▶ Task details
Only the lines from the line containing "Category: man wearing black cap" to the end of the entries should be repeated, exactly as they appear.

***** Supplied records *****

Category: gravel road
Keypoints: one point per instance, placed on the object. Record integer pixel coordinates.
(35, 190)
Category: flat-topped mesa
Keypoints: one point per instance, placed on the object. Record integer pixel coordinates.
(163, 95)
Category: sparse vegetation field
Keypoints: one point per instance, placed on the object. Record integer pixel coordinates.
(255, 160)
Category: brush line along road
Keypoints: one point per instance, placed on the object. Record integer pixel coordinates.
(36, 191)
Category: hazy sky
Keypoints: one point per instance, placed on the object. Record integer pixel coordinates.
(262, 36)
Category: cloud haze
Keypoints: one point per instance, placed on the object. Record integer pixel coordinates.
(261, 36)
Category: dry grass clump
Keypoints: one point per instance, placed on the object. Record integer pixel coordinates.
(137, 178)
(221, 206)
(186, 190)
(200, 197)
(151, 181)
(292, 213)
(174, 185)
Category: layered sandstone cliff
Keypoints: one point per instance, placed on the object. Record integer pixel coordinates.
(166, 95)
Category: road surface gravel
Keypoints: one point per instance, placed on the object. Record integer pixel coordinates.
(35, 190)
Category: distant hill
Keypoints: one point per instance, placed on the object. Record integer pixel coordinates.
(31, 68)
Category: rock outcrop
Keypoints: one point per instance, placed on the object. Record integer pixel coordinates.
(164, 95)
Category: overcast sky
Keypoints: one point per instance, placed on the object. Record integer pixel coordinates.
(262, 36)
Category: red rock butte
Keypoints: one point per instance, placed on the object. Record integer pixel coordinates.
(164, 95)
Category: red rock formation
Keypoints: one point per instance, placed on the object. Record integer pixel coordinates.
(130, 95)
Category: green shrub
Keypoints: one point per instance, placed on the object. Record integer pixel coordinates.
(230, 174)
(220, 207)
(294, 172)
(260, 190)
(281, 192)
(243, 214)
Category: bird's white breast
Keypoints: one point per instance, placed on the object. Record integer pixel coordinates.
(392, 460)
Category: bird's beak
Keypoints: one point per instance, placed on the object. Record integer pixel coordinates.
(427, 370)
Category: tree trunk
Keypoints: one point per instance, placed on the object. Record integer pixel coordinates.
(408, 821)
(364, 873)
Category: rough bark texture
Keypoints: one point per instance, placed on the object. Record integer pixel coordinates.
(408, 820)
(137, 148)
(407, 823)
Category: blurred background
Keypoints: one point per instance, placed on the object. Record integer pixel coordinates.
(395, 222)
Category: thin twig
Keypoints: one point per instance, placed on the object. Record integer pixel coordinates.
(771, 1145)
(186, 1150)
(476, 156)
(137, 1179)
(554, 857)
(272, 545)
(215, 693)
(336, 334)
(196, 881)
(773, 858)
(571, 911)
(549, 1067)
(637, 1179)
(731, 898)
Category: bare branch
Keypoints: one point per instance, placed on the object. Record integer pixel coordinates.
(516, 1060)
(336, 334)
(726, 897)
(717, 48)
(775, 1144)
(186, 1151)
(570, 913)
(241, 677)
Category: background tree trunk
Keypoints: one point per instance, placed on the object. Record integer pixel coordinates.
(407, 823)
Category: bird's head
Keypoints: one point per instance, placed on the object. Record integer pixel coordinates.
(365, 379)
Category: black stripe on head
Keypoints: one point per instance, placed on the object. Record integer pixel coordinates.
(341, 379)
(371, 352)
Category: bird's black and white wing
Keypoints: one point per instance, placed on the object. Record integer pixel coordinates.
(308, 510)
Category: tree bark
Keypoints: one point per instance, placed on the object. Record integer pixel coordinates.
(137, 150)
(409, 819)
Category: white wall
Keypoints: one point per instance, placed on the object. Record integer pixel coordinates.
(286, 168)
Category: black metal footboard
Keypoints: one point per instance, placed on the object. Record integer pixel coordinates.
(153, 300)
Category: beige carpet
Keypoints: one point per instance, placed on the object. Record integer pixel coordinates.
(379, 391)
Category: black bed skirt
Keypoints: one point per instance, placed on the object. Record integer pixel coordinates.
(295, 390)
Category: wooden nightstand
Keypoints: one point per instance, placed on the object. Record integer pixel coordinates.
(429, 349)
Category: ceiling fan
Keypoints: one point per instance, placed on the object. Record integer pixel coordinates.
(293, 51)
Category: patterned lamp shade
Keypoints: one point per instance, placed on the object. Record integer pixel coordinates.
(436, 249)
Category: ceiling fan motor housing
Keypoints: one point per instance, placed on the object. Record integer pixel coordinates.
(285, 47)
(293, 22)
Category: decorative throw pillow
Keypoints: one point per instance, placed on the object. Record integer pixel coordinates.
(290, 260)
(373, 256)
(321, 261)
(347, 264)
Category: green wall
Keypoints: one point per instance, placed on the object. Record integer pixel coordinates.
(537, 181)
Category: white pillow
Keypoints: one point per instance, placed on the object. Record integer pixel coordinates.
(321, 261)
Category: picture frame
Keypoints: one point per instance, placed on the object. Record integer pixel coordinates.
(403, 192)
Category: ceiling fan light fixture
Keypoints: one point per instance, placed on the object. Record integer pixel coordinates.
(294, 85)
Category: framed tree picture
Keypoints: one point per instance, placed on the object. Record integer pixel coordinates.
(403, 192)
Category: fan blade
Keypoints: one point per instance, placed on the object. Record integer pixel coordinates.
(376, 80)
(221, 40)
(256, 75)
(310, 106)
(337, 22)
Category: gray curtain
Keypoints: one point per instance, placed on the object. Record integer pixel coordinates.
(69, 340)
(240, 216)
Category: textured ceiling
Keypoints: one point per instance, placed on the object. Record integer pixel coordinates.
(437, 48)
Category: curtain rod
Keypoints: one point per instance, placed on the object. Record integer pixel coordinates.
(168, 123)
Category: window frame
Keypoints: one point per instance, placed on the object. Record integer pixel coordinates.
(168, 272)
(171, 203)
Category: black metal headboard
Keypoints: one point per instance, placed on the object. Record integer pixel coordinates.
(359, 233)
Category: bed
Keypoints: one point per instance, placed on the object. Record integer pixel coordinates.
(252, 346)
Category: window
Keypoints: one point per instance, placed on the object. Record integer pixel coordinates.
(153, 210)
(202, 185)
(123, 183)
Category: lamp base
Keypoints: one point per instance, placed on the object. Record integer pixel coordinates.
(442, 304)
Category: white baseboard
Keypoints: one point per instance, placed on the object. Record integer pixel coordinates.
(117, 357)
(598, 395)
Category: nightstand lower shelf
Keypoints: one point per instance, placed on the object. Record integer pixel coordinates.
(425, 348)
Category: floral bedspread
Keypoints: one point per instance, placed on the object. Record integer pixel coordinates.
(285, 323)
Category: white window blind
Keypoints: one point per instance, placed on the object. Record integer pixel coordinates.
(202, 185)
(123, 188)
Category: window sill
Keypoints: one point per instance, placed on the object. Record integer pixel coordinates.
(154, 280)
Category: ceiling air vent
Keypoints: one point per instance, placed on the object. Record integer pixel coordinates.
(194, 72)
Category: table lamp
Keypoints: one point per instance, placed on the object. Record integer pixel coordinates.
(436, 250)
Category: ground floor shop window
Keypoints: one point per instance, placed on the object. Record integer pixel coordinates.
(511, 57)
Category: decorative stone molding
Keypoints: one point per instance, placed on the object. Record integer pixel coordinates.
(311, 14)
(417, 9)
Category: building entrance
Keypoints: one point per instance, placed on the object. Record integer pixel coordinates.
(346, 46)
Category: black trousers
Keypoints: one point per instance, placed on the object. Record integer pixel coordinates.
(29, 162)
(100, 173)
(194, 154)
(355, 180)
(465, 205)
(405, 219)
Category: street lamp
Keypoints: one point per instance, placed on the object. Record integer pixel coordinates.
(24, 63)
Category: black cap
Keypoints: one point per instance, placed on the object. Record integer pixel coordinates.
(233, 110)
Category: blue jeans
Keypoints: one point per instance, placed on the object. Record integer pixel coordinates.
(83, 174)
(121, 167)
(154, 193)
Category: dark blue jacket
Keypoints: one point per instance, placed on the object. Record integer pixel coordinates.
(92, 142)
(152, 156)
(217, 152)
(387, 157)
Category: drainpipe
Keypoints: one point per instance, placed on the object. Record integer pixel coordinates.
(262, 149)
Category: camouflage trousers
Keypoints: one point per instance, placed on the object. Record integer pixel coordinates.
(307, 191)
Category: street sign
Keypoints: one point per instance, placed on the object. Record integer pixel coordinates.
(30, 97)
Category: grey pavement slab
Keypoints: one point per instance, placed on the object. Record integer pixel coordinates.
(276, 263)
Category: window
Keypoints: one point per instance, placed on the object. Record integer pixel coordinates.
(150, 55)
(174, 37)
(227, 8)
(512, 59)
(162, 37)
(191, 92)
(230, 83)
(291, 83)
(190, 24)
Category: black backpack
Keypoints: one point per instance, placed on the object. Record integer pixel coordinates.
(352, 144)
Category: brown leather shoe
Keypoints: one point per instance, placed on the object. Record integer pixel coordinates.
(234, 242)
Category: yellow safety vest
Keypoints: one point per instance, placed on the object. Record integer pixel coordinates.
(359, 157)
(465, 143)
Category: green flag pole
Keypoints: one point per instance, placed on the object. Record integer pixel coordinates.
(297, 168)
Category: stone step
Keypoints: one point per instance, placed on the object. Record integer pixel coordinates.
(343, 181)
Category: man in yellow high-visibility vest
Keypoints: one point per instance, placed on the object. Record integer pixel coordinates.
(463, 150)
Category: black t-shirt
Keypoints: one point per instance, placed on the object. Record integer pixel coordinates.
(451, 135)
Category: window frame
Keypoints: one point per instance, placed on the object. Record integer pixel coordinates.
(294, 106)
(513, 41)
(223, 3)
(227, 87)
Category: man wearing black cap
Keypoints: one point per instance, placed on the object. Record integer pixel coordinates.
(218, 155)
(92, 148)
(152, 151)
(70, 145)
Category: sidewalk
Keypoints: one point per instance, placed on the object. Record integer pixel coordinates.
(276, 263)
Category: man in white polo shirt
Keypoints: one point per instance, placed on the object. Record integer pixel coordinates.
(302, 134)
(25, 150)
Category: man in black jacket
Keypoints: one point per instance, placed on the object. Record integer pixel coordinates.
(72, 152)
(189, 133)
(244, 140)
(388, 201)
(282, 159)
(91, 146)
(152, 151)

*****

▶ Reply to the task
Category: man wearing black cap
Keypoints: one point per instance, placed on the object. Record integer pixel coordinates.
(218, 155)
(92, 148)
(152, 151)
(70, 145)
Category: sidewalk
Keypoints: one point per instance, placed on the object. Record integer pixel coordinates.
(276, 263)
Category: man in white polo shirt
Keypoints: one point per instance, placed on the object. Record integer pixel coordinates.
(302, 134)
(25, 150)
Category: man in black jacket
Keypoints: one point per instance, placed on the object. Record integer pixel coordinates.
(72, 152)
(189, 133)
(244, 140)
(388, 201)
(282, 159)
(91, 146)
(152, 151)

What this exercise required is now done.